Start of PAGE TEXT

AUSTIN (KXAN) — A medical disorder similar to one commonly found in babies, hydrocephalus, has been detected in astronauts spending long periods of time in outer space. The disorder causes a pressure buildup of spinal fluid which can then cause brain damage and damage to the optic nerve.
“I was having the normal changes with bone and muscle,” said astronaut Michael Barratt. “I didn’t expect to see my vision change like it did.” Barratt served aboard the International Space Station in 2009 and 2011, specializing in aerospace medicine.
While onboard, he noticed he and several other crew members became farsighted. They couldn’t see things as clearly up close. Their eyeballs had flattened, and their optic nerves had begun to swell.
“We brought some of these crew members home, myself included. We’ve done spinal taps that show that the pressure was a bit higher than we expected.”
Despite the symptoms, Barratt said the astronauts felt no discomfort or pain.
Searching for solutions in Austin, Texas
Barratt recently shared his story in Austin as part of the 17th National Conference on Hydrocephalus. The conference was put on by the Hydrocephalus Association and sponsored by Dell Children’s Medical Center.
Joining Barratt were Dr. Michael A. Williams and Astronaut Scott Poteet. Williams is an expert on Hydrocephalus. “In hydrocephalus, the circulation of the spinal fluid, which is the normal fluid within the brain, and the pressure of the spinal fluid can be abnormal.”
Williams studies the disorder occurring in astronauts, which they call SANS (Spaceflight Associated Neuro-ocular syndrome). He hopes by studying the disorder, they can find solutions for hydrocephalus.
“Astronauts who are on very long duration spaceflight who can’t return to Earth may develop such significant swelling of the optic nerve that their vision could be impaired.”
“When we’re flying people for six months at a time, it seems to progress further. What happens when we fly longer, if we want to go to Mars,” Barratt said.
Studying brain disorders with SpaceX
The next step for studying the way SANS is impacting astronauts involves SpaceX. Astronaut Scott Poteet, commander of the Polaris Dawn mission, will be outfitted with a special device designed to monitor the pressure of his spinal fluid.
“The device that we’re hoping to implant in the astronaut involves putting a permanent tube into the spinal fluid of the low back and connecting it to a sensor and having it all implanted under the skin,” Williams said.
This “shunt” or tube to be inserted in Poteet’s back has not yet been approved for use. If it does, it will be the first of its kind to monitor spinal fluid in a zero-g environment. Using a shunt to relieve pressure is a common treatment for babies with hydrocephalus on Earth, although it is typically inserted in the skull.
Thirty-six other experiments will occur during the flight, including tests of Elon Musk’s Starlink satellite system.
The Polaris Dawn mission will launch this November. It will orbit the Earth for five days and will be the first low orbit flight to be crewed entirely by private citizens.
“We honestly don’t know what happens to their spinal fluid pressure,” Williams said. “If it is a problem, having a sensor like that implanted not just in one astronaut, but in future astronauts can help us to determine whether the treatments that we offer are effective.”
Barratt hopes the research will help open up space for you and me. “We’re trying to open up the space frontier and really see more and more people coming behind us as we go out there.”

End of PAGE TEXT

ACTIVITY A. Summarize the news report in two sentences.
ACTIVITY B. Output the passage of the news report starting at "Studying brain disorders" and ending at "in the skull.".
The material after the news report plays no part in this work.

Start of EXTRACTED INFORMATION

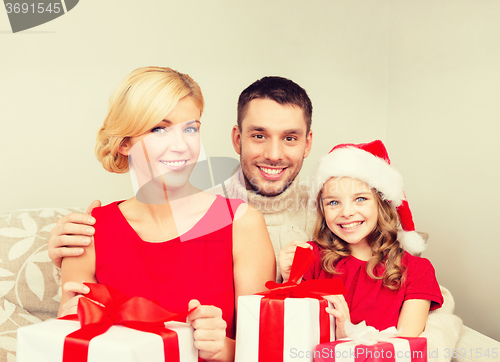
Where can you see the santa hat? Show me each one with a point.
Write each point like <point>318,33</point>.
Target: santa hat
<point>369,162</point>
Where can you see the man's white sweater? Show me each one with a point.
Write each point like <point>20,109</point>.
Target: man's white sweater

End of EXTRACTED INFORMATION

WORKED SOLUTION A. A disorder similar to hydrocephalus, called SANS, has been detected in astronauts on long spaceflights, and it left Michael Barratt and other crew members farsighted, with flattened eyeballs and swelling optic nerves. At a hydrocephalus conference in Austin, Barratt and Dr. Michael A. Williams discussed plans to fit Scott Poteet, commander of the Polaris Dawn mission, with a device that monitors spinal fluid pressure.

WORKED SOLUTION B.
Studying brain disorders with SpaceX
The next step for studying the way SANS is impacting astronauts involves SpaceX. Astronaut Scott Poteet, commander of the Polaris Dawn mission, will be outfitted with a special device designed to monitor the pressure of his spinal fluid.
“The device that we’re hoping to implant in the astronaut involves putting a permanent tube into the spinal fluid of the low back and connecting it to a sensor and having it all implanted under the skin,” Williams said.
This “shunt” or tube to be inserted in Poteet’s back has not yet been approved for use. If it does, it will be the first of its kind to monitor spinal fluid in a zero-g environment. Using a shunt to relieve pressure is a common treatment for babies with hydrocephalus on Earth, although it is typically inserted in the skull.